> What needs to be done
Take the line with "Where can the concrete" and the rest of the lines after it, to the end of the entries, and restate them exactly.

----- Provided entries -----

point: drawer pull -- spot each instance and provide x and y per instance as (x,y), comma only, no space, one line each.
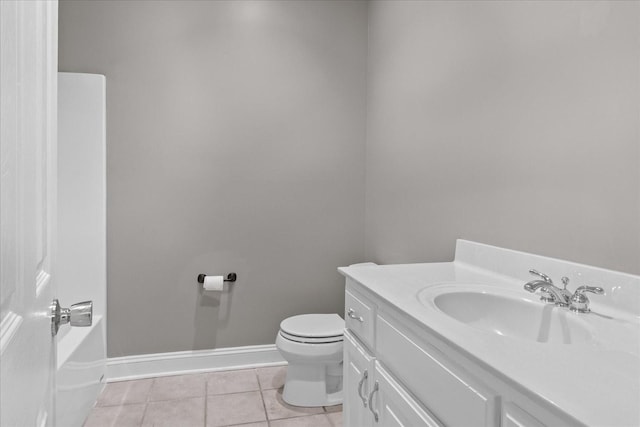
(375,413)
(365,375)
(352,314)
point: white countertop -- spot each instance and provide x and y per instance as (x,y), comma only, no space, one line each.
(596,382)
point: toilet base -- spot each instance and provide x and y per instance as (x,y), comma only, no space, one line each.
(313,385)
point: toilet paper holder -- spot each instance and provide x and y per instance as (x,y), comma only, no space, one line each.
(231,277)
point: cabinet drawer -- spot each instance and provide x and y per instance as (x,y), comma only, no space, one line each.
(451,397)
(359,317)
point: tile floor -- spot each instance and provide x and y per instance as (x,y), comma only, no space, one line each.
(249,397)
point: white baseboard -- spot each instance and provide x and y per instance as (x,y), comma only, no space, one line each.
(185,362)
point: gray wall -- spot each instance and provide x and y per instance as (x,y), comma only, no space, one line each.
(508,123)
(236,142)
(236,135)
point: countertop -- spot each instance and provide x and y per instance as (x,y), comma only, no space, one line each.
(596,382)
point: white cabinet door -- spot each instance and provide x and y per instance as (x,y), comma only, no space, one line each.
(358,377)
(394,406)
(28,81)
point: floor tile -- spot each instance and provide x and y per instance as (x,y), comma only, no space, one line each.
(174,413)
(232,381)
(333,408)
(272,377)
(237,408)
(335,418)
(125,392)
(178,387)
(277,408)
(319,420)
(116,416)
(262,424)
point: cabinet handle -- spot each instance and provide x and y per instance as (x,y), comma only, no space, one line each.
(375,389)
(352,313)
(365,375)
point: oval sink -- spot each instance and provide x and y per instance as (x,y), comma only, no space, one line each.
(509,314)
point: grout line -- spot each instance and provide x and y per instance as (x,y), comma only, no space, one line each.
(264,405)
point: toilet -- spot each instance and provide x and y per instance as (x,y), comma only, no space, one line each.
(312,345)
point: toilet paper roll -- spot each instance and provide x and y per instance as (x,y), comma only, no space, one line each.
(213,283)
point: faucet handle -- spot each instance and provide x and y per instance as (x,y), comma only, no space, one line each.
(580,302)
(541,275)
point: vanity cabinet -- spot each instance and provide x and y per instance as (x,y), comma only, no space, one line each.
(372,397)
(397,374)
(359,368)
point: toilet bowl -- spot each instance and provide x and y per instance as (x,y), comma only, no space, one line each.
(312,345)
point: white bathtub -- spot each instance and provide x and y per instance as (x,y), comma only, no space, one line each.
(81,373)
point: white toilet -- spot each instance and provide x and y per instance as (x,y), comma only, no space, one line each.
(312,344)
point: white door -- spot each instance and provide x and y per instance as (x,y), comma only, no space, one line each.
(28,80)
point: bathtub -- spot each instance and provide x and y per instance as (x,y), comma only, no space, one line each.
(80,373)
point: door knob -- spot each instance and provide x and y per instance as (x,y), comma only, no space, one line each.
(80,314)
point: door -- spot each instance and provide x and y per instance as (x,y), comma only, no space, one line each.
(28,81)
(357,382)
(394,406)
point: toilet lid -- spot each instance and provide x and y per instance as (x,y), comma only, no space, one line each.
(313,325)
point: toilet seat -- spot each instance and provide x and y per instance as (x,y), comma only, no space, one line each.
(312,340)
(313,328)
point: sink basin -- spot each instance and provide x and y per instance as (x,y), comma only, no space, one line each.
(508,313)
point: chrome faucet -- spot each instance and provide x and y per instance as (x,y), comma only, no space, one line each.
(550,292)
(577,302)
(580,302)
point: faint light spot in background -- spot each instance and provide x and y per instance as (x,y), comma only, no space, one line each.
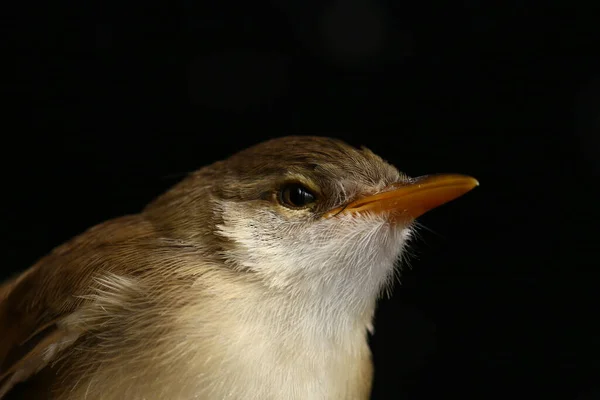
(237,80)
(353,30)
(588,121)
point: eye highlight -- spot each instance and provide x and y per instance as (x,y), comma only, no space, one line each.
(294,195)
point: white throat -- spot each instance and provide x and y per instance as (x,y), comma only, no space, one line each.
(333,270)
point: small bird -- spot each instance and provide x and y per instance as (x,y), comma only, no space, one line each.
(255,277)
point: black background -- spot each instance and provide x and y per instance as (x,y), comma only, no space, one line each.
(107,105)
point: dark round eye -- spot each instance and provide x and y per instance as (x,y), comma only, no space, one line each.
(296,196)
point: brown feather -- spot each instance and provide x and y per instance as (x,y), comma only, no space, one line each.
(112,311)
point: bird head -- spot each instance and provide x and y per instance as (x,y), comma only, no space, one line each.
(306,214)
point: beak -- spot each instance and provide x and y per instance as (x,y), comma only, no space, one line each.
(409,200)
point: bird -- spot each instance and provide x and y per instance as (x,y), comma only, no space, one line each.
(255,277)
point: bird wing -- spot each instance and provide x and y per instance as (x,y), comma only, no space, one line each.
(37,307)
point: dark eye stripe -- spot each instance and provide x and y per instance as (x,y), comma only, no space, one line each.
(296,196)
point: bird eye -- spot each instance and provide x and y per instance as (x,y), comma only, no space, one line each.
(296,196)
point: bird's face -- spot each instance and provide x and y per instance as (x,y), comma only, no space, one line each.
(315,215)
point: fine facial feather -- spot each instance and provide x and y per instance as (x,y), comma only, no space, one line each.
(214,290)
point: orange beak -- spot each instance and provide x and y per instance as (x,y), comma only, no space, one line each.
(409,200)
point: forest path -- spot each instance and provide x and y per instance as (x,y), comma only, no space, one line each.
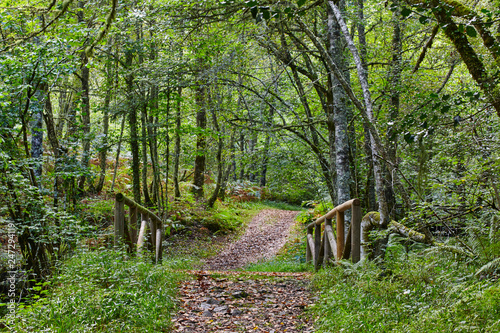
(265,235)
(231,301)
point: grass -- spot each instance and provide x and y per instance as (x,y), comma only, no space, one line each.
(291,258)
(102,291)
(416,293)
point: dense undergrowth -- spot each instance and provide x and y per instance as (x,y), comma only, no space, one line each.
(414,292)
(413,288)
(102,291)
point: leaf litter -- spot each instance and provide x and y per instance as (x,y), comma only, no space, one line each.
(220,300)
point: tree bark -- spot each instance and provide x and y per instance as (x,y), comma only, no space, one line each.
(201,123)
(177,153)
(338,112)
(85,99)
(374,137)
(132,120)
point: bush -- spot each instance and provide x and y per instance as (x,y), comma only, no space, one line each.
(103,292)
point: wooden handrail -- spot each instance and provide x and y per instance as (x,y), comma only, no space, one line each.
(128,231)
(341,247)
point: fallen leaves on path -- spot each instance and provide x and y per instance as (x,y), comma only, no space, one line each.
(221,304)
(265,236)
(229,301)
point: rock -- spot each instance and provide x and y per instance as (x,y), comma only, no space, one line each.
(240,294)
(221,309)
(236,312)
(205,306)
(213,301)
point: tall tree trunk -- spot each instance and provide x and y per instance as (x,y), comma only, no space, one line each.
(369,195)
(118,150)
(339,111)
(177,152)
(85,98)
(201,123)
(242,156)
(57,150)
(132,120)
(37,133)
(153,144)
(265,151)
(220,162)
(395,82)
(374,136)
(103,150)
(144,150)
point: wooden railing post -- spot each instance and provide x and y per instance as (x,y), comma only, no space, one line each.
(339,246)
(152,224)
(340,234)
(158,254)
(317,245)
(130,232)
(309,246)
(119,221)
(328,249)
(133,224)
(142,232)
(356,232)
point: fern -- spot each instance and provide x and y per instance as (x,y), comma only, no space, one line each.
(489,267)
(452,249)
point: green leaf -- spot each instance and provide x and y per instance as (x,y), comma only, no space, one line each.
(423,19)
(266,14)
(409,138)
(445,109)
(254,11)
(405,12)
(471,32)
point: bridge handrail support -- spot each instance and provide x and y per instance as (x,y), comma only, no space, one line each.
(327,245)
(128,231)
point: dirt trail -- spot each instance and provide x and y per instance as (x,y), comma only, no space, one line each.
(229,301)
(265,235)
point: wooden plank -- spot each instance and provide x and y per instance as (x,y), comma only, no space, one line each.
(133,224)
(317,245)
(119,222)
(356,233)
(153,228)
(310,241)
(347,245)
(340,234)
(158,245)
(331,240)
(308,248)
(142,232)
(321,250)
(331,214)
(131,203)
(327,252)
(327,249)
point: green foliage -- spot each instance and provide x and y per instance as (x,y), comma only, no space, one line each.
(103,292)
(411,293)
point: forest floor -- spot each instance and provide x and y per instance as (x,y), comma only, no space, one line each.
(219,299)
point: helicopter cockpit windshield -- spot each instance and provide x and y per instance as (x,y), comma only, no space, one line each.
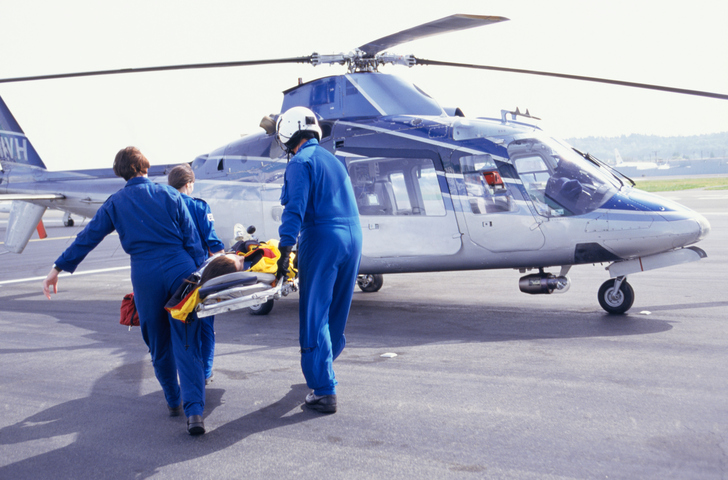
(558,180)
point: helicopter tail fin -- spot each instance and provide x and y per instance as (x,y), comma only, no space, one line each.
(14,145)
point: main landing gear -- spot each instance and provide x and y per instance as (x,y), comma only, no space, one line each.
(370,283)
(616,296)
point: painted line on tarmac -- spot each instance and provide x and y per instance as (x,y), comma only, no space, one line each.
(57,238)
(87,272)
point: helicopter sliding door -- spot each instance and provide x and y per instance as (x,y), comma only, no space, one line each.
(401,205)
(496,217)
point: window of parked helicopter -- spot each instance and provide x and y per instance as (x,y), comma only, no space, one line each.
(558,180)
(401,195)
(483,197)
(396,186)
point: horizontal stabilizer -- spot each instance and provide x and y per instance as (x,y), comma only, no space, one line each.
(23,220)
(659,260)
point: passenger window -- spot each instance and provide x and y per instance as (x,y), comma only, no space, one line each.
(401,197)
(396,186)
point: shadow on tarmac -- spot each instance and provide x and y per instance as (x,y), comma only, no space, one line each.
(132,438)
(134,434)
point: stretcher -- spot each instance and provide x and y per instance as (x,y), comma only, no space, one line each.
(238,290)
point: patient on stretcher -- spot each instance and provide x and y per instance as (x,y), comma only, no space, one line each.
(250,268)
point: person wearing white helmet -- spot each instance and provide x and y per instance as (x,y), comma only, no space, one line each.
(320,206)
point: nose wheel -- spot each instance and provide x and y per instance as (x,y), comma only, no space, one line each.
(616,296)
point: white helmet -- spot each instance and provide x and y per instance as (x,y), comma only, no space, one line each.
(296,119)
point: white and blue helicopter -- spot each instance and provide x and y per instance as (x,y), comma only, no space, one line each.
(436,191)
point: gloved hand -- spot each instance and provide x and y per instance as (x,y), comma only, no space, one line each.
(284,261)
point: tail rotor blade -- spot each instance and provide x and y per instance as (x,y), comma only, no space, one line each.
(683,91)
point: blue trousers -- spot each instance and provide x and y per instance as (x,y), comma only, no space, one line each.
(175,346)
(328,264)
(208,343)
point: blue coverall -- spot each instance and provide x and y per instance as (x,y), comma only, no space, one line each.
(157,231)
(320,204)
(204,221)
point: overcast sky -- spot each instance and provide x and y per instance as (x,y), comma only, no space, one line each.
(175,116)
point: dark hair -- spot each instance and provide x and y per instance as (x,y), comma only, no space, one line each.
(180,176)
(129,163)
(221,265)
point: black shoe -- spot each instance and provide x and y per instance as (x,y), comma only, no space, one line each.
(195,425)
(322,403)
(176,411)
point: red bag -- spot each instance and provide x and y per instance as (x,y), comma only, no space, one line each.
(129,314)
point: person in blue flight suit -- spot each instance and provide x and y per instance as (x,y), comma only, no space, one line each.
(182,178)
(157,231)
(320,205)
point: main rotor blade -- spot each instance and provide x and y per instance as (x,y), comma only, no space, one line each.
(721,96)
(159,69)
(443,25)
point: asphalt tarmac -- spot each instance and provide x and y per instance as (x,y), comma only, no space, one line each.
(487,382)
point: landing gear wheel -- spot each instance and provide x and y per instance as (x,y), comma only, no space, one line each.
(370,283)
(616,302)
(262,309)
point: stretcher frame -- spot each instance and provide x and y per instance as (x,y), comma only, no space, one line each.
(245,296)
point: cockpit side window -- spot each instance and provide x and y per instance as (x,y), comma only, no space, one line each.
(557,180)
(486,192)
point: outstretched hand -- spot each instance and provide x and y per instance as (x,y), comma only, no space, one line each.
(51,281)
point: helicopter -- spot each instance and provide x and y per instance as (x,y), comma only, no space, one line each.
(436,190)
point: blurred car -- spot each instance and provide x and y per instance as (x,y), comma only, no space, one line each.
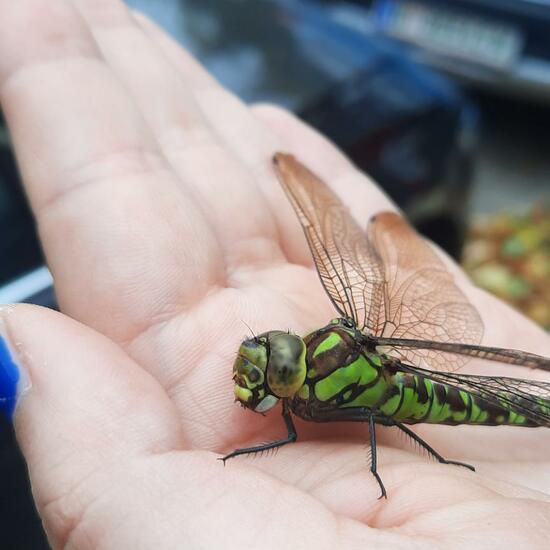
(500,45)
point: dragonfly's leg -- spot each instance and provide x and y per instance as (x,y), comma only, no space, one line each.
(429,449)
(290,438)
(372,433)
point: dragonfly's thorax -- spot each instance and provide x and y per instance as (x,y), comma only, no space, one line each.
(269,367)
(340,366)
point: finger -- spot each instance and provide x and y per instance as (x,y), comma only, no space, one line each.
(239,133)
(207,169)
(357,190)
(88,415)
(120,236)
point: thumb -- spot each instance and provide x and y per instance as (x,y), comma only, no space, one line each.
(84,409)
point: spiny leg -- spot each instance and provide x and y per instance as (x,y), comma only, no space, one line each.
(290,438)
(429,449)
(372,433)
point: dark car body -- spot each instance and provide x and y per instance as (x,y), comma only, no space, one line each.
(499,45)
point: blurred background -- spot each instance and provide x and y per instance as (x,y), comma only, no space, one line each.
(445,103)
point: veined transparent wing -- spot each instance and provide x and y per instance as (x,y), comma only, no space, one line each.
(349,267)
(390,281)
(428,320)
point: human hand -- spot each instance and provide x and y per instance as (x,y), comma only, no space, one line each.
(166,231)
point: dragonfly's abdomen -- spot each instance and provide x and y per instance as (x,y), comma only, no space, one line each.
(342,375)
(419,399)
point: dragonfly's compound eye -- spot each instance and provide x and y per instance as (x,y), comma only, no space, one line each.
(286,368)
(249,372)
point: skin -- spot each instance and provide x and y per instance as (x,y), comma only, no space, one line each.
(166,230)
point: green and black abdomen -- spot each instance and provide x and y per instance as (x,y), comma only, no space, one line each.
(419,399)
(342,375)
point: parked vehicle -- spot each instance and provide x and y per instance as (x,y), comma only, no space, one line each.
(498,45)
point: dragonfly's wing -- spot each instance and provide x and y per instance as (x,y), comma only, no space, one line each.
(502,355)
(529,398)
(348,265)
(423,301)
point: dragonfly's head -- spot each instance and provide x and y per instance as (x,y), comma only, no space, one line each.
(268,367)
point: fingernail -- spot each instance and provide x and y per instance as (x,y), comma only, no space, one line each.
(13,378)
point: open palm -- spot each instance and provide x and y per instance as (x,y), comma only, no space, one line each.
(166,232)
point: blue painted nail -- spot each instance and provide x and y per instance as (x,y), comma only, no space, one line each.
(9,378)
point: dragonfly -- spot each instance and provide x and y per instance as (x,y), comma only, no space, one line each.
(390,358)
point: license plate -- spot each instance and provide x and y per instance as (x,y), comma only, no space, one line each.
(451,34)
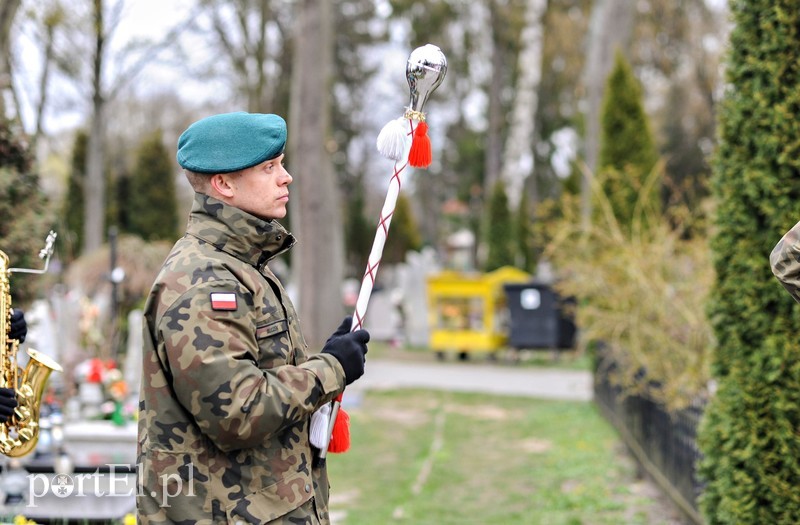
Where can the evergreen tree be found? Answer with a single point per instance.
(23, 207)
(152, 207)
(749, 433)
(72, 209)
(499, 238)
(627, 149)
(404, 235)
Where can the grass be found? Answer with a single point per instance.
(562, 359)
(434, 458)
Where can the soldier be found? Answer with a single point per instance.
(785, 261)
(228, 383)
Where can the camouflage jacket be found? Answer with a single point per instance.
(785, 261)
(228, 387)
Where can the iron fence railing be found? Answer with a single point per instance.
(664, 444)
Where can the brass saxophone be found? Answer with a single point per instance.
(18, 436)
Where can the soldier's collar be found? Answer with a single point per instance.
(237, 232)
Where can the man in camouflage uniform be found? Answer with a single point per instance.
(785, 261)
(228, 385)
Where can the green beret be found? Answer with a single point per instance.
(231, 142)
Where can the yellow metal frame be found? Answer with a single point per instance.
(467, 311)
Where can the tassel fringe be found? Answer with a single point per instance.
(420, 155)
(340, 438)
(320, 422)
(392, 139)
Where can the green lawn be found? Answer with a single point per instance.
(422, 457)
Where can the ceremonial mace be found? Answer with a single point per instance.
(425, 70)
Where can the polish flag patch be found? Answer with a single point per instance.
(223, 301)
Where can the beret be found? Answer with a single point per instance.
(231, 142)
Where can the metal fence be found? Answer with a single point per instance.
(663, 444)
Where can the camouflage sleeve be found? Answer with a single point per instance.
(239, 393)
(785, 261)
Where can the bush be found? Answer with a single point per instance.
(641, 291)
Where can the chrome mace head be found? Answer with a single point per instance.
(425, 70)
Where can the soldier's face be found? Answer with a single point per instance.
(263, 190)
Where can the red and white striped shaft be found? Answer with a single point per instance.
(381, 234)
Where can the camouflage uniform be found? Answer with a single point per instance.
(228, 386)
(785, 261)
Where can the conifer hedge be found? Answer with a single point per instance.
(750, 434)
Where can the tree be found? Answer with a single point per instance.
(8, 11)
(525, 235)
(518, 160)
(404, 236)
(24, 209)
(359, 234)
(627, 149)
(748, 436)
(499, 238)
(609, 30)
(151, 205)
(316, 216)
(72, 212)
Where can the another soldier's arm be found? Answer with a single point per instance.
(212, 356)
(785, 261)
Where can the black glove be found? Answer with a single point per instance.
(8, 401)
(349, 348)
(19, 327)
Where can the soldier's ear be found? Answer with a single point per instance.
(222, 185)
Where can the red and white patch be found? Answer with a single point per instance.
(223, 301)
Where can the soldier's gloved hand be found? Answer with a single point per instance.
(19, 327)
(349, 348)
(8, 401)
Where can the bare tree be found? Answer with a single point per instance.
(318, 260)
(104, 24)
(518, 159)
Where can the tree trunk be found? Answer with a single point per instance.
(94, 190)
(609, 28)
(318, 258)
(8, 9)
(518, 162)
(494, 139)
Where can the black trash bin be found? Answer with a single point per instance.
(539, 317)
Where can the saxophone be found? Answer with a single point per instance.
(18, 436)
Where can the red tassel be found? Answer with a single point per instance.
(420, 155)
(340, 438)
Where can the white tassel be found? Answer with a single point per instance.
(320, 425)
(392, 139)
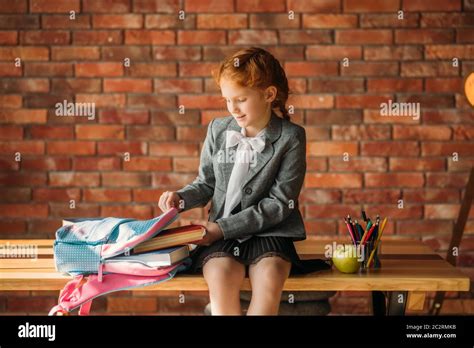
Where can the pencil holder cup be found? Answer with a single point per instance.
(375, 263)
(364, 252)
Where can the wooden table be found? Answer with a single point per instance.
(409, 270)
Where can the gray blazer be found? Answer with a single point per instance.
(269, 205)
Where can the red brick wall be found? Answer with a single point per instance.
(82, 60)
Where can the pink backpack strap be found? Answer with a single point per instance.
(85, 308)
(77, 293)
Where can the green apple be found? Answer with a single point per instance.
(345, 258)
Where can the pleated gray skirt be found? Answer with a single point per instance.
(253, 250)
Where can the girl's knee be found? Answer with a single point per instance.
(223, 270)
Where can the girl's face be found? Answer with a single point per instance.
(249, 106)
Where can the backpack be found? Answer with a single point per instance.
(83, 248)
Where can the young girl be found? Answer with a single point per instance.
(252, 166)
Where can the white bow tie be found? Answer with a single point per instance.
(233, 138)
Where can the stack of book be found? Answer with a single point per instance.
(168, 247)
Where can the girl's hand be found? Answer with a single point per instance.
(213, 232)
(169, 200)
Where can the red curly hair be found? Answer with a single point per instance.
(256, 67)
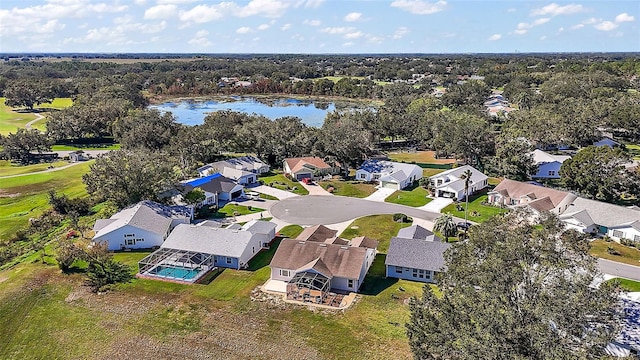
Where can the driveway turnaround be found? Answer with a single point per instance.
(312, 210)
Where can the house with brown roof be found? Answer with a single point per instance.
(511, 193)
(313, 267)
(308, 167)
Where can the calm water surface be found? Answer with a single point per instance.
(193, 112)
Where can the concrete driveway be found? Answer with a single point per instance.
(312, 210)
(380, 194)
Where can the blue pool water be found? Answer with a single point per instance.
(192, 112)
(175, 272)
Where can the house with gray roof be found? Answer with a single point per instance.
(144, 225)
(450, 183)
(389, 174)
(415, 254)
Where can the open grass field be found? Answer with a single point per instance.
(349, 188)
(419, 157)
(481, 213)
(628, 255)
(416, 197)
(378, 227)
(26, 196)
(279, 181)
(153, 319)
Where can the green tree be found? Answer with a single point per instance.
(126, 177)
(598, 172)
(446, 226)
(516, 290)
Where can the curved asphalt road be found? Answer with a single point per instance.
(314, 209)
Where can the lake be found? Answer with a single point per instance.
(193, 112)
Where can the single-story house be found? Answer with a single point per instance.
(248, 163)
(627, 343)
(513, 193)
(615, 221)
(144, 225)
(78, 155)
(415, 254)
(389, 174)
(308, 167)
(191, 251)
(548, 164)
(216, 188)
(450, 183)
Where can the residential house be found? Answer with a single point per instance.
(315, 268)
(548, 164)
(216, 188)
(513, 193)
(389, 174)
(450, 183)
(617, 222)
(144, 225)
(415, 254)
(78, 155)
(308, 167)
(245, 163)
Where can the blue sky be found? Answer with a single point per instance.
(318, 26)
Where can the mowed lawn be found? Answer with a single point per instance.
(477, 212)
(416, 197)
(279, 181)
(349, 188)
(24, 197)
(154, 319)
(419, 157)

-----

> Solution to the exercise
Where can the concrete driveway be found? Answer with a single point per instance.
(312, 210)
(380, 194)
Where can the blue pool water be found? Answer with a single point per instance.
(192, 112)
(175, 272)
Where can the house with gray roof be found? Answer with a single point per instance.
(144, 225)
(450, 183)
(389, 174)
(415, 254)
Where can the open grass field be found? Answer with a single point per instance.
(349, 188)
(419, 157)
(481, 213)
(628, 255)
(416, 197)
(378, 227)
(26, 196)
(279, 181)
(153, 319)
Where can the green tree be found? Answer with a single point per instance.
(126, 177)
(598, 172)
(446, 226)
(516, 290)
Where can the curved asphalt road be found? Answer with a single point per instance.
(314, 209)
Where can the lake be found? Answer with a single point per instance.
(193, 112)
Where can the single-story house be found? Answer with a single point per instance.
(248, 163)
(627, 343)
(513, 193)
(615, 221)
(144, 225)
(78, 155)
(415, 254)
(389, 174)
(308, 167)
(191, 251)
(548, 164)
(216, 188)
(450, 183)
Where can the residential house be found? Answer with a single point per instance.
(315, 268)
(548, 164)
(216, 188)
(513, 193)
(389, 174)
(450, 183)
(617, 222)
(144, 225)
(415, 254)
(78, 155)
(308, 167)
(245, 163)
Where can the blue sky be found? Answer with a single point per instance.
(318, 26)
Where can the mowed lawn be found? Answer with a single point per instance.
(477, 212)
(416, 197)
(279, 181)
(349, 188)
(24, 197)
(154, 319)
(419, 157)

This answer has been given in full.